DATA SECTION:
⁂

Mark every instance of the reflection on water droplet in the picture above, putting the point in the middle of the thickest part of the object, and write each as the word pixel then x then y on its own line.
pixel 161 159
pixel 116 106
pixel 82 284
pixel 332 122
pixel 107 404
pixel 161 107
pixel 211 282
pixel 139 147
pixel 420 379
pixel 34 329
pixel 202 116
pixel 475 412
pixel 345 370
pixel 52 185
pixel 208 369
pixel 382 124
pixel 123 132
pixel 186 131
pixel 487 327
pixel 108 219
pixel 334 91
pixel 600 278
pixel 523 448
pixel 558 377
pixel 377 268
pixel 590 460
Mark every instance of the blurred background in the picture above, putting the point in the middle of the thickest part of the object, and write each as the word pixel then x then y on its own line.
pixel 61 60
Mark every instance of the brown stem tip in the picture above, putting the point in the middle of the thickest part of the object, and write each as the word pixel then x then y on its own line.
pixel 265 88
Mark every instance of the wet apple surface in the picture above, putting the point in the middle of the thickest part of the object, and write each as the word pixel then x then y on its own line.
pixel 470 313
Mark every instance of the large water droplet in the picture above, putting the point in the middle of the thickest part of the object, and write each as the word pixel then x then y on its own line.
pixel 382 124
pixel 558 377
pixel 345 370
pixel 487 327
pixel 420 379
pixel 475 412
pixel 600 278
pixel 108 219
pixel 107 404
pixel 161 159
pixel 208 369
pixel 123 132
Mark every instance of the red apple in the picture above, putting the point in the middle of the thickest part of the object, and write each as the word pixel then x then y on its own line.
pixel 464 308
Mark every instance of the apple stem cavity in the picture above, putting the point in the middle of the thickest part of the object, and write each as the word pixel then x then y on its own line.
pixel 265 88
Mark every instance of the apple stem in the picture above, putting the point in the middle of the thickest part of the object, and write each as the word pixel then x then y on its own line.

⁂

EXERCISE TASK:
Please copy all of the items above word for word, keeping every line in its original order.

TASK SOLUTION:
Mark every instance of the reflection on water droplet in the picture above, putting the point in the middle of the thickest part of the object, and write each as the word pixel then x then y on its own line.
pixel 161 159
pixel 116 106
pixel 82 284
pixel 332 122
pixel 107 404
pixel 161 107
pixel 211 282
pixel 139 147
pixel 420 379
pixel 34 329
pixel 202 116
pixel 475 412
pixel 345 370
pixel 52 185
pixel 208 369
pixel 382 124
pixel 123 132
pixel 186 131
pixel 487 327
pixel 108 219
pixel 334 91
pixel 600 278
pixel 523 448
pixel 558 377
pixel 377 268
pixel 590 460
Mark every instance of the blurred background in the picture above, putting the point in the middle of the thickest part of the object, and write each as the word pixel then x then y on its own line.
pixel 61 60
Mark every instance of the brown stem tip in the picture above, putting the point in the middle of the thickest part of the object, and write each as the word pixel then x then y on its own line.
pixel 265 88
Mark every instance of the wet apple surface in the picture above, putting the point in the middle of the thickest part of the object, and write each as the word pixel then x then y on its own line.
pixel 470 313
Mark every instance of the large water droplet in the picture above, putting the point in the middle of the thickest part of the object, and write each as the word pixel then x then y on its own line.
pixel 382 124
pixel 558 377
pixel 345 370
pixel 487 327
pixel 420 379
pixel 475 412
pixel 600 278
pixel 108 219
pixel 107 404
pixel 161 159
pixel 208 369
pixel 123 132
Mark every instance of the red apple in the picture above, putting the point in the middle of the thickest part of the object, and write each as the word pixel then x then y on its own line.
pixel 464 308
Mark every instance of the apple stem cavity in the picture above, putting the point in the middle of the thickest part of the object, and write each as the word pixel then x then y on its own line.
pixel 265 88
Mark every instance of the apple stem in the picture above, putting the point in the middle of the thickest part of the object, and write each as the word pixel then x then y on its own line.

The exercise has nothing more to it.